═════ Text

Its on Youtube somewhere... Search for Harris Chan PLL or something.


----------



## ThePizzaGuy92 (Jan 27, 2008)

the Y perm... I don't know why, but I get excited when I see a Y perm :]


----------



## pcharles93 (Jan 28, 2008)

J is so fun, and it makes a lot of noise. I do it in public to get people's attention and inform the world of my speedcuber status.


----------



## MiloD (Jan 28, 2008)

I like (L' U R U' L U2 R' U R U2 R') for J a lot. "niklas" + "sune" with cancellation


----------



## Siraj A. (Jan 28, 2008)

I voted H

But my other favorite is J.


----------



## pjk (Jan 28, 2008)

I did U. What about OLL? I was timing various algs today, and I found out that I can do the inverse sune in 0.8x seconds. Much quicker than I thought.

══════════
═════ Raw data

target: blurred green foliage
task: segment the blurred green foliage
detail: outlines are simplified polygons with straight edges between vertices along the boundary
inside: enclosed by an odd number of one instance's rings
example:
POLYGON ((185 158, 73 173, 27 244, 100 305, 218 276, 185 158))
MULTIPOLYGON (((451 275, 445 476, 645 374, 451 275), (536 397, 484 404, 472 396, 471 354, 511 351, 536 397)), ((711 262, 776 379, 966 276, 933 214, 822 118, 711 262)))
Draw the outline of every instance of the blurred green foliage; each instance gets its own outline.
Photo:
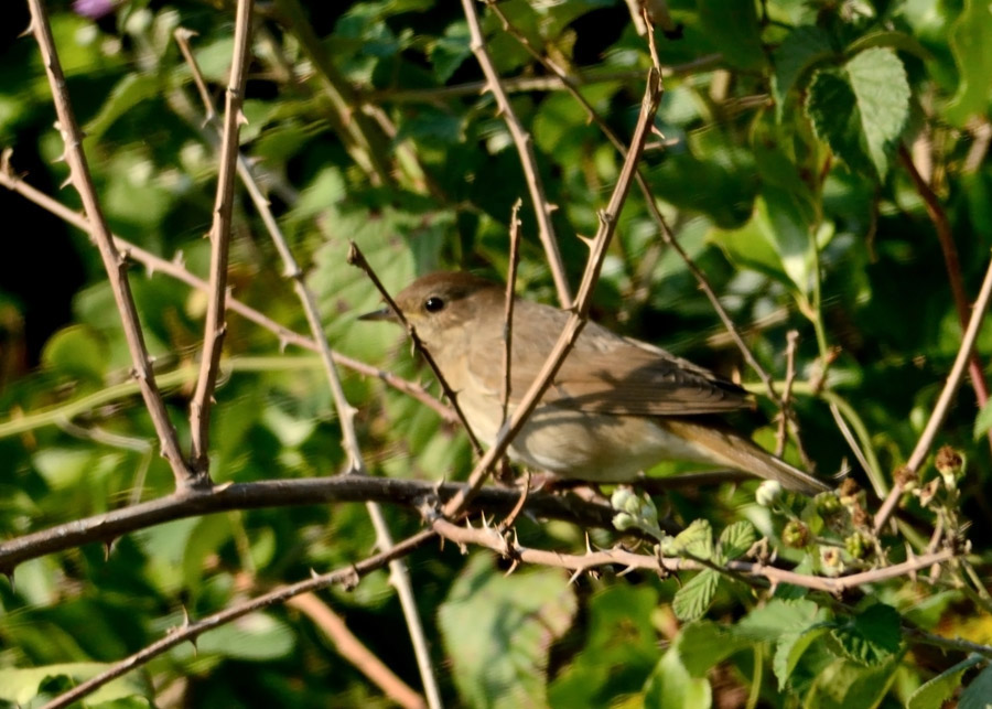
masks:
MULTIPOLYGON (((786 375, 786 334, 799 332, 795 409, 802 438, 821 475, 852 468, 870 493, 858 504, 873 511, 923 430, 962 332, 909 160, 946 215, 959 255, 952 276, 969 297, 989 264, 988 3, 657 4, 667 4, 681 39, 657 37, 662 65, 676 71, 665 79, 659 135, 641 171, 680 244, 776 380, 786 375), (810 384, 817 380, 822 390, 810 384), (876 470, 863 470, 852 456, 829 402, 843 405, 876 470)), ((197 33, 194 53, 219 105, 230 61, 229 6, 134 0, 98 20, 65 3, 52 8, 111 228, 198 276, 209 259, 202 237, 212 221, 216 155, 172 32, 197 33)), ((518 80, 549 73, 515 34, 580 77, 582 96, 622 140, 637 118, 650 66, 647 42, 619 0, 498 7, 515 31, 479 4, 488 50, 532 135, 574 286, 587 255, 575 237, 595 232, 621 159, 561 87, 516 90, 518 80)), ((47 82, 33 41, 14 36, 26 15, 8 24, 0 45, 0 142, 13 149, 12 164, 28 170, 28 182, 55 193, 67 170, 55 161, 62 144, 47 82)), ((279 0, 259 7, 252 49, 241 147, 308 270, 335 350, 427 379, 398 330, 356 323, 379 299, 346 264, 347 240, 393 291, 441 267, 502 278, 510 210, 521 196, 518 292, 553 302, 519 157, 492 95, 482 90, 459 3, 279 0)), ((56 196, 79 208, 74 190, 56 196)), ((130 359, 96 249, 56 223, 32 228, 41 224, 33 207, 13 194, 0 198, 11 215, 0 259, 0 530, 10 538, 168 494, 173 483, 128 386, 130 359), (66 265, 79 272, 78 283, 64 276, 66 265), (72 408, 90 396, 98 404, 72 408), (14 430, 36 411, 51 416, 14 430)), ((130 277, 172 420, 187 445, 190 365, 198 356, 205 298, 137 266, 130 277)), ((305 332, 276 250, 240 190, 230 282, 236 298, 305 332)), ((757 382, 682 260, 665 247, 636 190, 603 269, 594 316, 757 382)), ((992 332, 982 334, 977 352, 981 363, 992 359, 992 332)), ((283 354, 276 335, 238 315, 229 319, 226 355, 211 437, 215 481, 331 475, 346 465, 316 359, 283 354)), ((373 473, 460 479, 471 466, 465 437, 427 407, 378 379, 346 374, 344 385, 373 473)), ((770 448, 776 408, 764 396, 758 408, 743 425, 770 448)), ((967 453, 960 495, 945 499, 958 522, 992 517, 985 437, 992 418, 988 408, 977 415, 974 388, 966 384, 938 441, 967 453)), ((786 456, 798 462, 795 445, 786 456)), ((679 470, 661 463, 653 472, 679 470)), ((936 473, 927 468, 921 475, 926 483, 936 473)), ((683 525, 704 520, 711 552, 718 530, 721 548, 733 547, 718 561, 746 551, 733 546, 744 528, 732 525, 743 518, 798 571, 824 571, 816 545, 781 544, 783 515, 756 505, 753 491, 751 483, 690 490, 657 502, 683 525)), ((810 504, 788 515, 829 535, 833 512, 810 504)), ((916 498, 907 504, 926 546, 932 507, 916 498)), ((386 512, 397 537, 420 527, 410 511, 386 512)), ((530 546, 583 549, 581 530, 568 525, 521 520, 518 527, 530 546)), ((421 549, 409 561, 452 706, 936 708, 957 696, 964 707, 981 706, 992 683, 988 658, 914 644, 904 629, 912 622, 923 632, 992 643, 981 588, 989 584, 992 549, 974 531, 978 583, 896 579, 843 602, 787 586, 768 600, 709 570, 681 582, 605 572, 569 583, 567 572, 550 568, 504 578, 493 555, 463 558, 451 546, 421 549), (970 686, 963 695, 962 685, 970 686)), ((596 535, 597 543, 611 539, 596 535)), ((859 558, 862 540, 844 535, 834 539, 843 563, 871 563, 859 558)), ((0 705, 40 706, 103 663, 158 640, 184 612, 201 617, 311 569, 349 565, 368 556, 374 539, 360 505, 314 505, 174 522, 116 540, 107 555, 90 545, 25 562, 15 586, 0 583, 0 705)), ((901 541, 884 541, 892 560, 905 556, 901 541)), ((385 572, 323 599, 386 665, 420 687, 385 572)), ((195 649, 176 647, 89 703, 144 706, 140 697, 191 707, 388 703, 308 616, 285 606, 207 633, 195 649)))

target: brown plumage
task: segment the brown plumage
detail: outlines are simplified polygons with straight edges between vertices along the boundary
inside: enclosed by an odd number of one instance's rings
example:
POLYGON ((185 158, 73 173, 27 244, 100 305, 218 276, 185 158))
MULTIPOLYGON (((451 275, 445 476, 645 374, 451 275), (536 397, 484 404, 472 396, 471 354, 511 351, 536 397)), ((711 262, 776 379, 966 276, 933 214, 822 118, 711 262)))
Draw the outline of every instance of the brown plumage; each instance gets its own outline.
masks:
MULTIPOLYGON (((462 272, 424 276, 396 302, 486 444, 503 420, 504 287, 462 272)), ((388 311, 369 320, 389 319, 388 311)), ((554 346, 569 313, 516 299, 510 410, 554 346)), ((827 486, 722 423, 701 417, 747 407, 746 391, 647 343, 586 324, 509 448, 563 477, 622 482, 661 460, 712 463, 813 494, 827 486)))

══════════

### Short exercise
Reproduce everything in the forum thread from "I like (L' U" down to "favorite is J.", swapping "favorite" for "preferred".

### Answer below
I like (L' U R U' L U2 R' U R U2 R') for J a lot. "niklas" + "sune" with cancellation


----------



## Siraj A. (Jan 28, 2008)

I voted H

But my other preferred is J.